— OBJETIVO DO EXERCÍCIO —
Responda com base no texto sobre os recursos das Forças Armadas:
1. Que projeto do Exército, segundo o texto, não pôde ser implementado totalmente até hoje?
2. Quantas soluções o texto aponta para a falta de recursos das Forças Armadas?
3. Em que lei atual, e em quais artigos, estão tratados os royalties do petróleo?

— TEXTO FORNECIDO —
É incontestável a importância para a Nação que exercem Exército, Marinha e Aeronáutica. O Brasil é um País de grande extensão, com áreas acessíveis apenas às Forças, privá-las de recursos continuados para que possam desenvolver e manter ininterruptamente seus programas e impedi-las de se equipar com satélites, computadores, sistemas, navios e armas é desassistir o Brasil e ignorar que temos problemas estratégicos e geopolíticos que só essas Forças podem prevenir e resolver.
Não podemos assistir de forma passiva, sempre, o envelhecimento de equipamentos e recursos técnicos das forças nacionais e igualmente não podemos eleger programas apenas quando surgem problemas como o recente do controle aéreo.
É preciso pensar e planejar a curto, médio e longo prazo quanto ao atendimento das necessidades de equipamentos, manutenção, planos, treinamento, instalações, softwares, não se podendo atuar socorrendo uma ou outra área quando sucateada e quando catástrofes se abatem sobre o país.
Por isso, necessário se faz criar fontes de verbas permanentes, como royalties de nossos recursos naturais, petróleo, minérios, vinculados aos gastos desta sistemática de modernização.
Lembre-se que o Exército não pôde implementar totalmente até hoje o projeto “CALHA NORTE”, de melhor ocupação para despesa da cobiçada Amazônia, nem desenvolver plenamente os “Programas Força Terrestre”.
E que dizer da então excelente indústria bélica nacional, que além da inveja, pressões e boicote por parte de nações mais desenvolvidas, ainda custou com a “estranguladora” falta de recursos orçamentários ou extraordinários, a ponto de a IMBEL estar sobrevivendo a duras penas?!
Como superar o sempre ocorrente problema da insuficiente dotação de verbas orçamentárias para as Forças Armadas, e, pior ainda, o contingenciamento (ou seja, a não-liberação) desses já parcos recursos?
Há duas soluções para resolver no Brasil o problema da falta de recursos para as Forças Armadas.
A primeira diz respeito aos chamados “royalties” do petróleo, na verdade referentes ao óleo, xisto betuminoso e gás natural, indenização percentual, que é paga pela PETROBRAS sobre o valor dos produtos extraídos no território ou plataforma continental respectiva, aos Estados, Distrito Federal e Municípios, desde as leis 2.004/53, 7.453/85, 7.525/86, até os artigos 47 a 49 da atual Lei nº 9.478, de 6 de agosto de 1997 (que dispõe sobre a política energética nacional e as atividades relativas ao monopólio do petróleo), como compensação financeira pelo resultado da exploração, e incidente sobre o valor do faturamento líqüido resultante da venda do produto mineral.

— ENTRADAS —
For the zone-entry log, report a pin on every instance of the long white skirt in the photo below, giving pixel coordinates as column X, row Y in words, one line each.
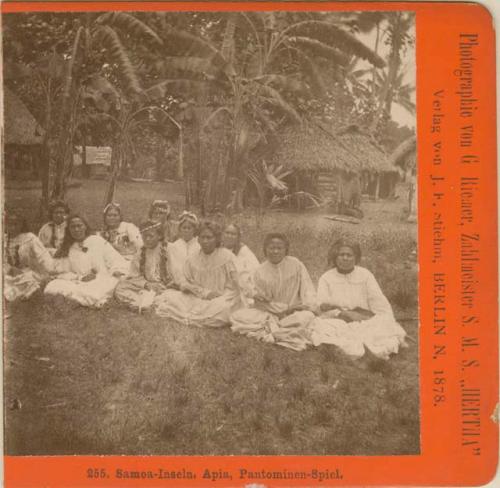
column 21, row 286
column 131, row 292
column 382, row 335
column 191, row 310
column 291, row 331
column 94, row 293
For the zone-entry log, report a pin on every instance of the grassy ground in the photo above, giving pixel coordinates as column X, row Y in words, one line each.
column 81, row 381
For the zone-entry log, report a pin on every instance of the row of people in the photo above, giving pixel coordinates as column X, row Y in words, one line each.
column 197, row 281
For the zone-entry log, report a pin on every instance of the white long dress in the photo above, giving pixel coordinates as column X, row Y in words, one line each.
column 283, row 286
column 52, row 235
column 126, row 239
column 132, row 291
column 178, row 252
column 204, row 273
column 381, row 334
column 93, row 255
column 246, row 264
column 26, row 253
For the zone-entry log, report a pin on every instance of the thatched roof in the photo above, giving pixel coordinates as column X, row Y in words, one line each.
column 405, row 153
column 315, row 147
column 20, row 127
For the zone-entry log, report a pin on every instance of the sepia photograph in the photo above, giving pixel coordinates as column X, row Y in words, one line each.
column 210, row 233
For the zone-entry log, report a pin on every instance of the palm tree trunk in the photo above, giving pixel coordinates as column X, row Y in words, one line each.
column 64, row 136
column 385, row 100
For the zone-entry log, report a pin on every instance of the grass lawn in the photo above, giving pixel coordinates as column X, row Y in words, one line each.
column 80, row 381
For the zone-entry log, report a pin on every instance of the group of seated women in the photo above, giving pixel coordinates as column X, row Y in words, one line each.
column 200, row 274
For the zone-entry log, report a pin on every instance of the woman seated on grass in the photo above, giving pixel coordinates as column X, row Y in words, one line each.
column 160, row 211
column 355, row 312
column 27, row 261
column 284, row 299
column 52, row 233
column 184, row 247
column 246, row 262
column 89, row 266
column 123, row 236
column 149, row 275
column 210, row 291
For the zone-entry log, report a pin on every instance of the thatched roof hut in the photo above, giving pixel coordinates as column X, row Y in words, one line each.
column 316, row 148
column 20, row 127
column 404, row 156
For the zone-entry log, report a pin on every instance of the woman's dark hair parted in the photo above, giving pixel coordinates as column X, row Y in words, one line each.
column 334, row 250
column 68, row 240
column 276, row 235
column 213, row 227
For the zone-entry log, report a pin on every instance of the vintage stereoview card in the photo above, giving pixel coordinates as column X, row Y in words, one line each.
column 249, row 244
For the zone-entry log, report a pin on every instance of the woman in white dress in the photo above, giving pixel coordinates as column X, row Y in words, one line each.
column 123, row 236
column 246, row 262
column 183, row 248
column 89, row 267
column 355, row 312
column 284, row 300
column 210, row 292
column 149, row 273
column 52, row 233
column 28, row 262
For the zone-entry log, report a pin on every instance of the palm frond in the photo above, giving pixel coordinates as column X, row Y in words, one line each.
column 274, row 98
column 282, row 82
column 173, row 86
column 334, row 35
column 129, row 24
column 188, row 44
column 312, row 72
column 111, row 41
column 189, row 64
column 321, row 49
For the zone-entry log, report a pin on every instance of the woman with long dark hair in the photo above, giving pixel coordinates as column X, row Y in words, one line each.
column 184, row 247
column 210, row 291
column 27, row 262
column 246, row 262
column 123, row 236
column 354, row 311
column 89, row 266
column 149, row 272
column 284, row 299
column 52, row 233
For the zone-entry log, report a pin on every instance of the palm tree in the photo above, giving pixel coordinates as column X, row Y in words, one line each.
column 265, row 66
column 96, row 41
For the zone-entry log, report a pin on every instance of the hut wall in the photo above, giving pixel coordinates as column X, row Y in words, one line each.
column 328, row 185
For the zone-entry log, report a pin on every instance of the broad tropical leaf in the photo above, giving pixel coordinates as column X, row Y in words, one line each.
column 110, row 38
column 325, row 31
column 283, row 82
column 312, row 73
column 321, row 49
column 190, row 64
column 177, row 86
column 129, row 24
column 274, row 97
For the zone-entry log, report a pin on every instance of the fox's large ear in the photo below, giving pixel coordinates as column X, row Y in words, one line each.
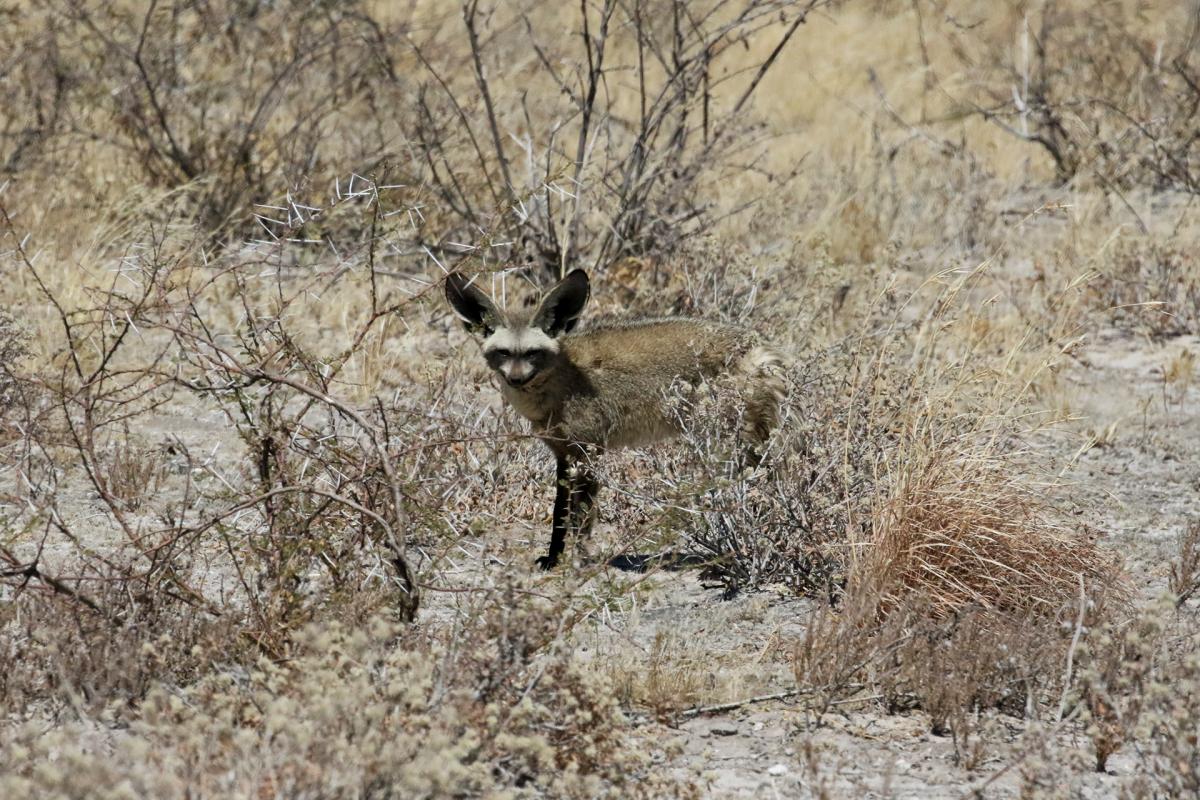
column 471, row 305
column 561, row 308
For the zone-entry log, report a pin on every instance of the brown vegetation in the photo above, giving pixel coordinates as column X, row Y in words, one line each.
column 262, row 534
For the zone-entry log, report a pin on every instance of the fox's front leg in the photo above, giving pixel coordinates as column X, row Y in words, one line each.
column 563, row 486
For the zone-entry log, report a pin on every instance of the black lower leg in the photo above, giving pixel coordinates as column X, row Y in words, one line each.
column 562, row 513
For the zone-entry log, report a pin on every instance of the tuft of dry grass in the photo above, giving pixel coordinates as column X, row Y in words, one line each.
column 959, row 529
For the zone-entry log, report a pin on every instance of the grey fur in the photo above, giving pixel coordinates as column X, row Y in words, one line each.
column 617, row 384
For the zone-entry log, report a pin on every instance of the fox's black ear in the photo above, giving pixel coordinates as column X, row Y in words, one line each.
column 471, row 305
column 562, row 306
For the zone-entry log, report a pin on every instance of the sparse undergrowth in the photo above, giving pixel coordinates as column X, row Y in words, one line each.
column 263, row 533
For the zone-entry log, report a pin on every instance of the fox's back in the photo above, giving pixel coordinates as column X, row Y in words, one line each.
column 622, row 382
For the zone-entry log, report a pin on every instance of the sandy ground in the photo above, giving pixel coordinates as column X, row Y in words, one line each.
column 1135, row 487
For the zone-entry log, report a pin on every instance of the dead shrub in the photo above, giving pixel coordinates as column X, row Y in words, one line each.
column 365, row 710
column 587, row 176
column 1150, row 287
column 959, row 529
column 238, row 102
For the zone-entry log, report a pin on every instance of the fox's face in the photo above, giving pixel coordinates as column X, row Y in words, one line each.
column 520, row 347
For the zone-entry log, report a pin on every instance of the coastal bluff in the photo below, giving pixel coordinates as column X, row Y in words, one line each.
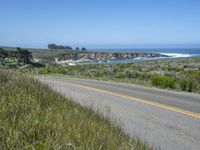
column 96, row 56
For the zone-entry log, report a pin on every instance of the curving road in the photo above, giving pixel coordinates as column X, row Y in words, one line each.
column 166, row 119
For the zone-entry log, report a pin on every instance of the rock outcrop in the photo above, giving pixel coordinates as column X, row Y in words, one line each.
column 95, row 56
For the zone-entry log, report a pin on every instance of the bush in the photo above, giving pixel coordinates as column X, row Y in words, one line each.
column 183, row 84
column 162, row 81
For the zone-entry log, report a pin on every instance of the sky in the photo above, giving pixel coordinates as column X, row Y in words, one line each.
column 100, row 23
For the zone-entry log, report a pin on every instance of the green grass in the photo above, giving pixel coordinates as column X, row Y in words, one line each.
column 178, row 74
column 32, row 116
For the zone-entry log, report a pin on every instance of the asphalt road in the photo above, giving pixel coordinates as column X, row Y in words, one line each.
column 166, row 119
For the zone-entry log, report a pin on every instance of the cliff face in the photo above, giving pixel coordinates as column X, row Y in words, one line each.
column 107, row 56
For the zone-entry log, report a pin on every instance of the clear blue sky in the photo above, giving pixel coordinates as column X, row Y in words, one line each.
column 100, row 23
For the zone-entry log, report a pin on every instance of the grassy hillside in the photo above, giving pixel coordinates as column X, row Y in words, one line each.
column 182, row 74
column 32, row 116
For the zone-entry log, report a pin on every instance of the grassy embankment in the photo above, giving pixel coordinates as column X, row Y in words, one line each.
column 32, row 116
column 180, row 74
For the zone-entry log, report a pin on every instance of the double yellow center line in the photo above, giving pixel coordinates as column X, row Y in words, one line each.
column 147, row 102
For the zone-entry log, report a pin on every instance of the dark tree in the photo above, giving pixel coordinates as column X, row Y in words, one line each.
column 24, row 56
column 83, row 49
column 3, row 55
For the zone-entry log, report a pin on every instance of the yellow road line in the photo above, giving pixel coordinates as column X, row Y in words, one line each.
column 147, row 102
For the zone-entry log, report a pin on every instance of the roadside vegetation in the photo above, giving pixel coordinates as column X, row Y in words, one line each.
column 32, row 116
column 181, row 74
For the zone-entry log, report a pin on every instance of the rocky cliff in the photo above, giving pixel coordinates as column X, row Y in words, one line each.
column 107, row 56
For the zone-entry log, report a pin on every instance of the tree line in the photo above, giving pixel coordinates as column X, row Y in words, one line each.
column 21, row 55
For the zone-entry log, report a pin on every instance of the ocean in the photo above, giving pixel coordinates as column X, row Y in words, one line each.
column 172, row 52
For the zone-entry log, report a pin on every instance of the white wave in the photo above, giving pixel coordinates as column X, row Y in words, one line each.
column 177, row 55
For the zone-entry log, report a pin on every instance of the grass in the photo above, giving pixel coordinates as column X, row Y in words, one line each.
column 32, row 116
column 178, row 74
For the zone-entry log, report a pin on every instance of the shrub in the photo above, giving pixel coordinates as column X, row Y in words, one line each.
column 183, row 84
column 162, row 81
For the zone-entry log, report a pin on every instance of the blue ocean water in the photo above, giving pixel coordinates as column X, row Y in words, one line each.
column 172, row 52
column 189, row 51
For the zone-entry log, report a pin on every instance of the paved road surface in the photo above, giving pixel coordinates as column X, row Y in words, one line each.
column 165, row 119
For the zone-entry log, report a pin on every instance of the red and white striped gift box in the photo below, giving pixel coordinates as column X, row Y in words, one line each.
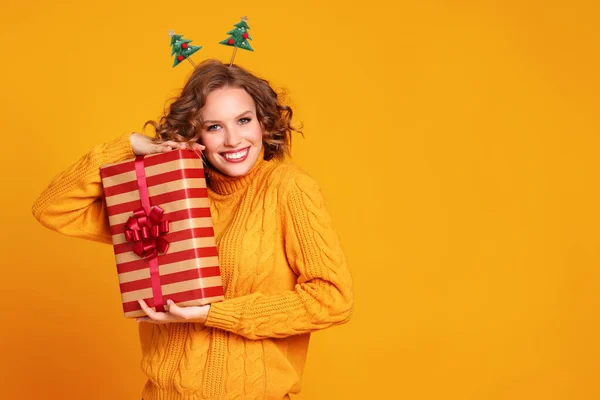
column 188, row 272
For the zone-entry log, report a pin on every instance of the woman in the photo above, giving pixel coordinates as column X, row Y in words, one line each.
column 284, row 273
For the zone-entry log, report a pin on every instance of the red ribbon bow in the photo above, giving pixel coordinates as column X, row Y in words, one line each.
column 146, row 230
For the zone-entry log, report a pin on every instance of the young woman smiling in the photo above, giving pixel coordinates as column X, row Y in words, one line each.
column 283, row 269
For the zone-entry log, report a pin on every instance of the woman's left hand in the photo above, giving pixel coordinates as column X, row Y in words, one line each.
column 175, row 314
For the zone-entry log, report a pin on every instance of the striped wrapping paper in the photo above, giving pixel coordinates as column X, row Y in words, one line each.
column 188, row 273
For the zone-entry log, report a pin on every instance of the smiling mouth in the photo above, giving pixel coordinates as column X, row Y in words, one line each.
column 236, row 156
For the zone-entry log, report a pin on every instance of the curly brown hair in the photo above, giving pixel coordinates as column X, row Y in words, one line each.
column 183, row 120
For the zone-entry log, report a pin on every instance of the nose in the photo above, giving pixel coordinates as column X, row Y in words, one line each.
column 232, row 138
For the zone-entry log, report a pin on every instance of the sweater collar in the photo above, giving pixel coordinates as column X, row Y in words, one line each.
column 225, row 184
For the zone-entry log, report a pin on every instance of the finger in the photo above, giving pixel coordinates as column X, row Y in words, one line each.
column 177, row 311
column 149, row 312
column 160, row 148
column 173, row 144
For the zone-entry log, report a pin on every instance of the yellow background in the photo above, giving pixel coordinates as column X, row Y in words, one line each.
column 456, row 143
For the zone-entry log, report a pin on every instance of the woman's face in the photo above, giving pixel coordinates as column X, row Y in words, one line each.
column 231, row 132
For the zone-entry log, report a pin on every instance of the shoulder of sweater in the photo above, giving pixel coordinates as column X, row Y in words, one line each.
column 285, row 176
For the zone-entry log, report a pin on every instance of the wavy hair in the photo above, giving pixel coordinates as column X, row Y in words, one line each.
column 183, row 120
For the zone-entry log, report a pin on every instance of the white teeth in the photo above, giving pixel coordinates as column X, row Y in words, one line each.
column 235, row 156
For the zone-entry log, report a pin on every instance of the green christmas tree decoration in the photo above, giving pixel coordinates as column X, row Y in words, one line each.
column 238, row 38
column 181, row 48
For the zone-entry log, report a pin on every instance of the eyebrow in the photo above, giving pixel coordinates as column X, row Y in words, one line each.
column 239, row 116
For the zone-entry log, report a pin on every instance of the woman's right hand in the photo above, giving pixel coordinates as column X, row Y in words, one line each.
column 143, row 145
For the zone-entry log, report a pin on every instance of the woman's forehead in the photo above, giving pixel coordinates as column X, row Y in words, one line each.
column 225, row 103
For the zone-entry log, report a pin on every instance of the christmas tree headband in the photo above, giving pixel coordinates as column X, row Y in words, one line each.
column 238, row 37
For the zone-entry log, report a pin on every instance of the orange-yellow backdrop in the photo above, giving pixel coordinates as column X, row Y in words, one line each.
column 456, row 143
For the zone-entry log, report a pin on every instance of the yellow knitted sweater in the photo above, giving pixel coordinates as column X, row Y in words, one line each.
column 283, row 270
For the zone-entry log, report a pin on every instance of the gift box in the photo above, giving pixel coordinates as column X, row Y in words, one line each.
column 162, row 231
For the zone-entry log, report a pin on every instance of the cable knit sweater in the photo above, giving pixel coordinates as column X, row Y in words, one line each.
column 283, row 270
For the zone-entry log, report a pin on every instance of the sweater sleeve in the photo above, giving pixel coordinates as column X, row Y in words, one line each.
column 72, row 204
column 323, row 294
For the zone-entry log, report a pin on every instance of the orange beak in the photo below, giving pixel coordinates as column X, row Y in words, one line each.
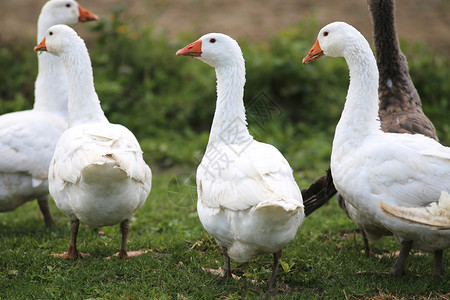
column 85, row 15
column 194, row 49
column 313, row 54
column 41, row 46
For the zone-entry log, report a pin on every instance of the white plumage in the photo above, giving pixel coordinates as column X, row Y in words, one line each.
column 369, row 165
column 247, row 196
column 28, row 138
column 97, row 175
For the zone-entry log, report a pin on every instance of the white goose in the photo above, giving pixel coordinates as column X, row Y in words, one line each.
column 247, row 196
column 28, row 138
column 369, row 165
column 97, row 174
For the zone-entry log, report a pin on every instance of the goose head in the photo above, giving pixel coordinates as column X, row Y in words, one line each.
column 58, row 39
column 335, row 39
column 215, row 49
column 65, row 12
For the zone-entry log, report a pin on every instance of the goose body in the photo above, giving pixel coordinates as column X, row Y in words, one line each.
column 28, row 138
column 248, row 199
column 435, row 215
column 97, row 174
column 369, row 165
column 400, row 108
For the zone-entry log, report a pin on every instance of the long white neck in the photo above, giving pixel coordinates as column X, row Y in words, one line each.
column 50, row 88
column 229, row 125
column 360, row 115
column 84, row 105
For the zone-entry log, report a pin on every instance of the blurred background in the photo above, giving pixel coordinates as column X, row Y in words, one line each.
column 169, row 101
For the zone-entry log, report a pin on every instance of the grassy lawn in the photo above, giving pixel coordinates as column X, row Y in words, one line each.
column 321, row 262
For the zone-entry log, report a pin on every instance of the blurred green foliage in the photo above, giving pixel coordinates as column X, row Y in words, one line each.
column 169, row 101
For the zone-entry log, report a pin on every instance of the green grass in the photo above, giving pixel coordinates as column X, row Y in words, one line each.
column 321, row 262
column 168, row 102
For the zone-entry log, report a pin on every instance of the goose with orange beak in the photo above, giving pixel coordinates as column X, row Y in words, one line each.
column 381, row 174
column 28, row 138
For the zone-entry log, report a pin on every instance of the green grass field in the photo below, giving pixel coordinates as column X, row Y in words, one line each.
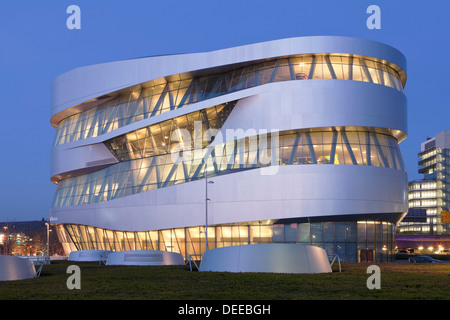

— RESPOSTA DO EXERCÍCIO —
1. O projeto "CALHA NORTE".
2. Duas.
3. Na Lei nº 9.478, de 6 de agosto de 1997, artigos 47 a 49.